==== ENTRIES

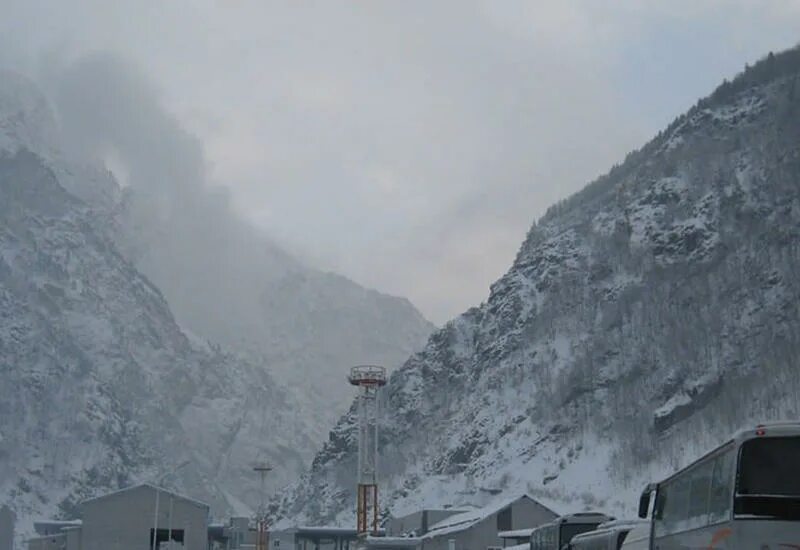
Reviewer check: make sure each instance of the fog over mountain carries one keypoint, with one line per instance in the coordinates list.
(170, 340)
(224, 279)
(408, 145)
(643, 321)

========

Rewrite all the records above with "fog over mountain" changed to "mist over mountain" and nothing else altered, omitting the pictures.

#### RESPONSE TO THIS EXERCISE
Reviewer check: make sure each instance of the mist over mountain carries one keypoint, with one line per instance in the coordinates list.
(170, 340)
(224, 279)
(408, 145)
(643, 321)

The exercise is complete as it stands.